Set down exactly the lines running from the line with "the wooden nightstand" to the end of the listing below, both ends included.

/---

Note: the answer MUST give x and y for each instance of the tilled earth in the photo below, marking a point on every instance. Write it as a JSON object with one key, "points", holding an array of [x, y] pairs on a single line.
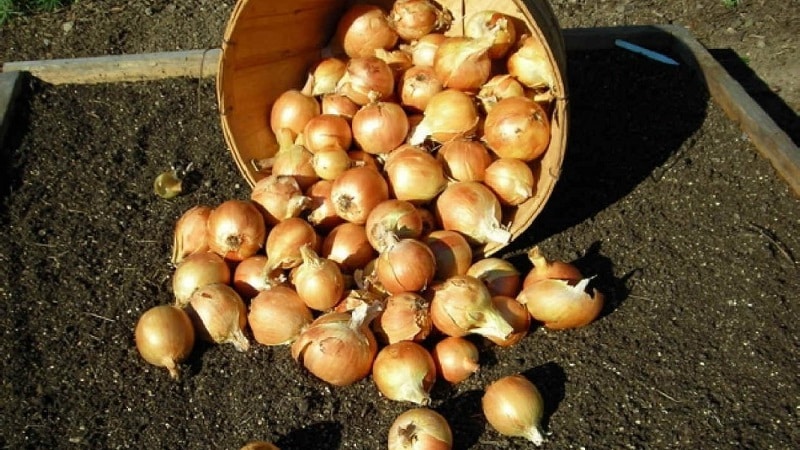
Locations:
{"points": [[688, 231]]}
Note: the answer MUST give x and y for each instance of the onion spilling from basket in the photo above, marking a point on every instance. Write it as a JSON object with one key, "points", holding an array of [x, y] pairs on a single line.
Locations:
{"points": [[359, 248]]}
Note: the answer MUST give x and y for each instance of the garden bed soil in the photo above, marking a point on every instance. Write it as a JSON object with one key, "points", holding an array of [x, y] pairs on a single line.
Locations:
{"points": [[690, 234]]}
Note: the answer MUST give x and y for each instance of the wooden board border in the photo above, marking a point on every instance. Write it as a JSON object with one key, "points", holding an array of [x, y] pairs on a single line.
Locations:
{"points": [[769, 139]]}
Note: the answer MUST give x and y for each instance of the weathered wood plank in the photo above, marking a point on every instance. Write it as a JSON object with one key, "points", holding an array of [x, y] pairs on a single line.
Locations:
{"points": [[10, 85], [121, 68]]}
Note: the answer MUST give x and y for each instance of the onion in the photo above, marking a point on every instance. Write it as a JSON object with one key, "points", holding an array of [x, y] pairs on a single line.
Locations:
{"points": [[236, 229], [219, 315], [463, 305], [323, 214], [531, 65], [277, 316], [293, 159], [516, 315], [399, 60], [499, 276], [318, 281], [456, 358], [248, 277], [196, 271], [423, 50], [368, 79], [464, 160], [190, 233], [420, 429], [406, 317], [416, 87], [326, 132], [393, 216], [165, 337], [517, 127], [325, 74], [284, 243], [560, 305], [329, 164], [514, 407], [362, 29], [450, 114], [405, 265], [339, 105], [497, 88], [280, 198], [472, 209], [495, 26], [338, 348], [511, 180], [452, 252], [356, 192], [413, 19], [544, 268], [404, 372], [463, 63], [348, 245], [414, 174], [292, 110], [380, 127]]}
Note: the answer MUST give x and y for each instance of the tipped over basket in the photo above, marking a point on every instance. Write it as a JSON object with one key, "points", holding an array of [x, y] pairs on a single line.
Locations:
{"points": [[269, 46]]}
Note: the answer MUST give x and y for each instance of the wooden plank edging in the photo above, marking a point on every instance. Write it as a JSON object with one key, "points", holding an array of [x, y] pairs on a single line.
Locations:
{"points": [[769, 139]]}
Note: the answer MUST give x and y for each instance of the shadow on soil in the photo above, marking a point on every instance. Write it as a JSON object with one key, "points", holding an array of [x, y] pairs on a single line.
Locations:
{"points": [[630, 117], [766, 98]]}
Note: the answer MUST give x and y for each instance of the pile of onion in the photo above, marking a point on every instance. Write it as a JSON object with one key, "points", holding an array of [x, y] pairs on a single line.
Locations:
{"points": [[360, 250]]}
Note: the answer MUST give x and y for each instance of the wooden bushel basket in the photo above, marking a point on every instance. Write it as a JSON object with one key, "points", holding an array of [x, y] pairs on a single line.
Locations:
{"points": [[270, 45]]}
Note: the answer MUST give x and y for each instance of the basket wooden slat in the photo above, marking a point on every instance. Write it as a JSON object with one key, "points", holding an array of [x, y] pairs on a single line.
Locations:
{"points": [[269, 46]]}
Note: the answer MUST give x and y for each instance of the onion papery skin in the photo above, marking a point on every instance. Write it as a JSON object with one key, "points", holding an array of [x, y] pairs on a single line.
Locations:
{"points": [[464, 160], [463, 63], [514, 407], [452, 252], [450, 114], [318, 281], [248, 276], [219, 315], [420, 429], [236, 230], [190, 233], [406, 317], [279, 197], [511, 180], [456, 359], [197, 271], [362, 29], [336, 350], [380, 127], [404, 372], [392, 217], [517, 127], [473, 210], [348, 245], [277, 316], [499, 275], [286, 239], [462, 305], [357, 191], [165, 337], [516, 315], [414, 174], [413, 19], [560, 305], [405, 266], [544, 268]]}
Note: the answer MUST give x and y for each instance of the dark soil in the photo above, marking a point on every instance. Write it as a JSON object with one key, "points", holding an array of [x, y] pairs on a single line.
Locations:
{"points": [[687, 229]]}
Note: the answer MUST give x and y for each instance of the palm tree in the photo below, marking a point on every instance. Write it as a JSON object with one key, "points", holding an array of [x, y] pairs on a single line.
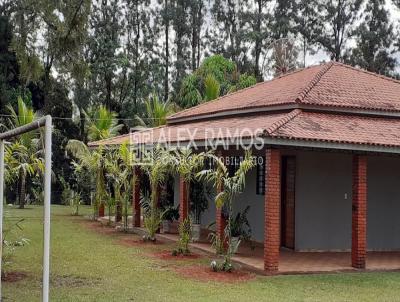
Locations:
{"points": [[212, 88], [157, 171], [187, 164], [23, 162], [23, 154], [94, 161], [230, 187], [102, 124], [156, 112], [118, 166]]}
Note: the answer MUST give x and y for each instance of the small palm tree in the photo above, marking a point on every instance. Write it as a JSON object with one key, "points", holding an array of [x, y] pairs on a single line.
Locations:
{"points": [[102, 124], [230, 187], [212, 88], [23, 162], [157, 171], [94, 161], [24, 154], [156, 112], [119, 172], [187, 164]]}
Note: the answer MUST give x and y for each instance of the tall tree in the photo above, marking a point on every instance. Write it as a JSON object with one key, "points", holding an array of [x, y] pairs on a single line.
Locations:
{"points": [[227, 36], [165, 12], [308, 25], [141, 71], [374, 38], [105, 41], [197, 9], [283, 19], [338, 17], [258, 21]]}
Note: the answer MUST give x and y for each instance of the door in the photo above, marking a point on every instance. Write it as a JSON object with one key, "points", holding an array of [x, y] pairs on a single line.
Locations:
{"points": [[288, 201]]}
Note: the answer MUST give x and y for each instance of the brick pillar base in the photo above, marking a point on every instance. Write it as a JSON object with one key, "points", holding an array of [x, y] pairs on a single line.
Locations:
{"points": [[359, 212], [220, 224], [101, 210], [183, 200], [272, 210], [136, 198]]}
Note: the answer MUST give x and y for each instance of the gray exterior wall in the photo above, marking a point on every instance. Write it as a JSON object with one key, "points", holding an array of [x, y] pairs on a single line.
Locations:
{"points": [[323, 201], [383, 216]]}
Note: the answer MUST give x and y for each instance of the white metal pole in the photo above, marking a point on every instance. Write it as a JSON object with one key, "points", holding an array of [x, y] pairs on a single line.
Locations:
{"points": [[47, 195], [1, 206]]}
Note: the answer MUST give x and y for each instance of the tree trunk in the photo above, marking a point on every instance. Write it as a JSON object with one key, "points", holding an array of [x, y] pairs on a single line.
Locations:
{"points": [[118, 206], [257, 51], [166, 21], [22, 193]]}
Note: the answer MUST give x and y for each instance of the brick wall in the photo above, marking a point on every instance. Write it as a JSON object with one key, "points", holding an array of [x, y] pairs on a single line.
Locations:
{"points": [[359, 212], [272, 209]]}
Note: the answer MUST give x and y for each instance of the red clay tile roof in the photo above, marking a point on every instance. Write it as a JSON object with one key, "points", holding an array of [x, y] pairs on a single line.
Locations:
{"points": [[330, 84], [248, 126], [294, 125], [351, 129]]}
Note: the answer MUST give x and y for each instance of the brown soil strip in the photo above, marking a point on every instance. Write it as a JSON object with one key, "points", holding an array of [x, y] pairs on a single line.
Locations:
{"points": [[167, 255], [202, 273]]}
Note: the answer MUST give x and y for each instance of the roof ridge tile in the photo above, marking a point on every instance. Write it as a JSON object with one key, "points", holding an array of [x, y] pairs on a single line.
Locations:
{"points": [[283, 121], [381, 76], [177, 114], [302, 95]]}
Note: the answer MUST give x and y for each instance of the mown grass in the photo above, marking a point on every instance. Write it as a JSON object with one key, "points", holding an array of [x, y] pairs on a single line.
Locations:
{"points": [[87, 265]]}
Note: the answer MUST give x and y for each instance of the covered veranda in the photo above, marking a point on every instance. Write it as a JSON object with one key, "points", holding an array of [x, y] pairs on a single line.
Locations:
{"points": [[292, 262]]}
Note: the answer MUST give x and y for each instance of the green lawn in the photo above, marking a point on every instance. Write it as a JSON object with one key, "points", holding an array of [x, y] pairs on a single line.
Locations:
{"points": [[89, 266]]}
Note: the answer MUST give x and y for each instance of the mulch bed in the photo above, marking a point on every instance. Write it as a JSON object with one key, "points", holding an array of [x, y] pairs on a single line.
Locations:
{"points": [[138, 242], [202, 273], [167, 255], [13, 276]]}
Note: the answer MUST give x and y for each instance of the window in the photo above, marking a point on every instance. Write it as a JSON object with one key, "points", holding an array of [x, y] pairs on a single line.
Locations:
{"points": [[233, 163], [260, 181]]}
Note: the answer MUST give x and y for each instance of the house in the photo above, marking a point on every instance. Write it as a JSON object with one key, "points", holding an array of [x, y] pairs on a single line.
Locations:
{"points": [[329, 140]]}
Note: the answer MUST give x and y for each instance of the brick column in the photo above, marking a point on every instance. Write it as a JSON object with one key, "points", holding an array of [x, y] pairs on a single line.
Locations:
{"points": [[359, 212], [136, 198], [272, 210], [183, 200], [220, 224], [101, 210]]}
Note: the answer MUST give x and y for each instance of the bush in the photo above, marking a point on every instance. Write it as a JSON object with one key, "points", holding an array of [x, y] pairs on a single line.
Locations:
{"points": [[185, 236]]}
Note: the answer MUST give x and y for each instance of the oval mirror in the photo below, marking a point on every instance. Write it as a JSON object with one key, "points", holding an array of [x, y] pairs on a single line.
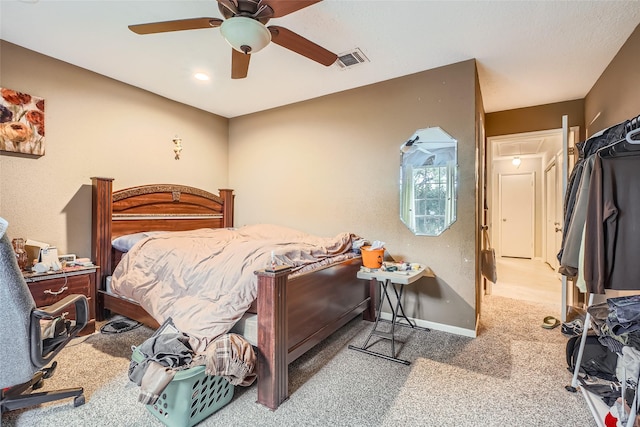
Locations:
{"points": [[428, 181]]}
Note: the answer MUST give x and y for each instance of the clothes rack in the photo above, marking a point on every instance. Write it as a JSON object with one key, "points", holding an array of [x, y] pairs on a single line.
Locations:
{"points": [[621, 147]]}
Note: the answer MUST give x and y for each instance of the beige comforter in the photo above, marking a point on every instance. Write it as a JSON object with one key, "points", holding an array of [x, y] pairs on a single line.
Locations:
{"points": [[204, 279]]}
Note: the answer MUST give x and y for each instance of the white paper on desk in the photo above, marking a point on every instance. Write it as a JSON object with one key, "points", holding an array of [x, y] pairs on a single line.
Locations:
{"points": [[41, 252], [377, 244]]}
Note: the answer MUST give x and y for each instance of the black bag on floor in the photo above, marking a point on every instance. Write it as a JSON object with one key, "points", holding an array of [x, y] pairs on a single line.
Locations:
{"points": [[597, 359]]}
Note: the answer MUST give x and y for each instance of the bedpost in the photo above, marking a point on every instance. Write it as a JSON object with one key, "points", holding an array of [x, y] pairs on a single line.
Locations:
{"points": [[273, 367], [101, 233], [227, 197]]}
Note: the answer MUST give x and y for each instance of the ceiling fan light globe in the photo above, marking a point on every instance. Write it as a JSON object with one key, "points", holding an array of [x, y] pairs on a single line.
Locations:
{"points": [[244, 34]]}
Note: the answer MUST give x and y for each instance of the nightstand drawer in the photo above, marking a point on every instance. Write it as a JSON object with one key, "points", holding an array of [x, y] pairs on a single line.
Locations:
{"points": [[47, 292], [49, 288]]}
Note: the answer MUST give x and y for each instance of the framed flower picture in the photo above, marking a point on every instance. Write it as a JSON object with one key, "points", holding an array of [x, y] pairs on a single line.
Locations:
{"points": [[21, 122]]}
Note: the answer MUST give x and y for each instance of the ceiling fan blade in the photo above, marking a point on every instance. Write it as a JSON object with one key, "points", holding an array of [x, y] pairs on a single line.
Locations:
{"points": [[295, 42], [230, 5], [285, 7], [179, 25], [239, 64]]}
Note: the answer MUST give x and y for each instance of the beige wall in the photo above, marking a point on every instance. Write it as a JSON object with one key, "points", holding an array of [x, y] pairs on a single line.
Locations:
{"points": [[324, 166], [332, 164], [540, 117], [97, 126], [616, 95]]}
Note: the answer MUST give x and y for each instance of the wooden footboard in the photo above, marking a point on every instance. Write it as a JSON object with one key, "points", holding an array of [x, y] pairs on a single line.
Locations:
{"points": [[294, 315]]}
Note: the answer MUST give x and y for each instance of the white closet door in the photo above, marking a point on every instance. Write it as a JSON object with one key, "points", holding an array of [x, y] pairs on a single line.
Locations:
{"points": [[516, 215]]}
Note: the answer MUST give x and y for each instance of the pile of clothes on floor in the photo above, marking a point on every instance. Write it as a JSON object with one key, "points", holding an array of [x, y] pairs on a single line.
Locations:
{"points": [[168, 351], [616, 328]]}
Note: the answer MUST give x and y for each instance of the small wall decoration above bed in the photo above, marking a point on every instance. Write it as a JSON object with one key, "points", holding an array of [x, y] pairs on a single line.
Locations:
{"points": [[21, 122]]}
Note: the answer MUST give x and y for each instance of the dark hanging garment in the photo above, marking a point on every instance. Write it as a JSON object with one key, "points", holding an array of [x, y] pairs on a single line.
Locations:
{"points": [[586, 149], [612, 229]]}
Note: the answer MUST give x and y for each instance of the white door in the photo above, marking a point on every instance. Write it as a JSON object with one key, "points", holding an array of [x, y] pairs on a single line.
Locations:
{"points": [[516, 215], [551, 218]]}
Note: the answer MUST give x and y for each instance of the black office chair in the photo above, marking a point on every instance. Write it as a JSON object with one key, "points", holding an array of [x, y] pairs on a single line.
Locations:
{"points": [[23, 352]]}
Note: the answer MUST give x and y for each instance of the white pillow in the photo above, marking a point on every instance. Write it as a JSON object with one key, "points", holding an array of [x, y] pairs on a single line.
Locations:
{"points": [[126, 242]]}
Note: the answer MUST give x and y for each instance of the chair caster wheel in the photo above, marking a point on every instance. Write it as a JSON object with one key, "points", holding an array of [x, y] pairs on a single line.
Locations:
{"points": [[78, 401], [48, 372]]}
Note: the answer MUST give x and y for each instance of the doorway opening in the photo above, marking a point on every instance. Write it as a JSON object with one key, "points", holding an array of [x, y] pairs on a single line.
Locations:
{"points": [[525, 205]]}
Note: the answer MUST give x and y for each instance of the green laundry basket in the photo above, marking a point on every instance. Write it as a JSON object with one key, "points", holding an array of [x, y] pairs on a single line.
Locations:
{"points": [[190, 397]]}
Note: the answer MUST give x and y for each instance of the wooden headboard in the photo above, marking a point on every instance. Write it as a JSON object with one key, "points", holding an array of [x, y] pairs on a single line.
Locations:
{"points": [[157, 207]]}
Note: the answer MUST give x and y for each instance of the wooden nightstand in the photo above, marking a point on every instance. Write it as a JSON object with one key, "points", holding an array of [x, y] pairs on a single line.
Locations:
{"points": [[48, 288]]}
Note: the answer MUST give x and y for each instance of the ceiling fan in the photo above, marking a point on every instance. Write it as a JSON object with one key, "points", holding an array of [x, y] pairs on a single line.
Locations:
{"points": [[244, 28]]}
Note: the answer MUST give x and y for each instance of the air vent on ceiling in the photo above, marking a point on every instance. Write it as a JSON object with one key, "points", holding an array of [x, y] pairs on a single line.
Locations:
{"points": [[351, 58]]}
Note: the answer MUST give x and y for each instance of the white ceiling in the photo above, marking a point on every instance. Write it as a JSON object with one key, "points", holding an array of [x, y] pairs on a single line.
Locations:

\---

## EXPECTED ANSWER
Note: the answer MUST give x and y for each instance of the wooden nightstand in the photo above, marking a point on every instance. Write it as a JSON object with one key, "points", holding an array of [x, y] pairs on a single line.
Locations:
{"points": [[48, 288]]}
Note: the answer MUST give x and y for each instance of the ceiling fan in the photo above, marking a point on every instance. Write it as a JSON object with one key, "points", holding an array of [x, y] pairs on a single line.
Locations:
{"points": [[244, 28]]}
Note: the answer MUST give x and y for each instance of the air vent on ceiling in the photo above, marking a point on every instance. Write it as a JSON object with one key, "points", holding an array of [x, y] pairs on a single line.
Locations:
{"points": [[351, 58]]}
Note: the answer MUST give x and y for each instance of the white ceiling in the photo above, marking a point on every instance. Write it as a JSON object with one key, "points", holding an array of [x, y] pairs on a single line.
Locations:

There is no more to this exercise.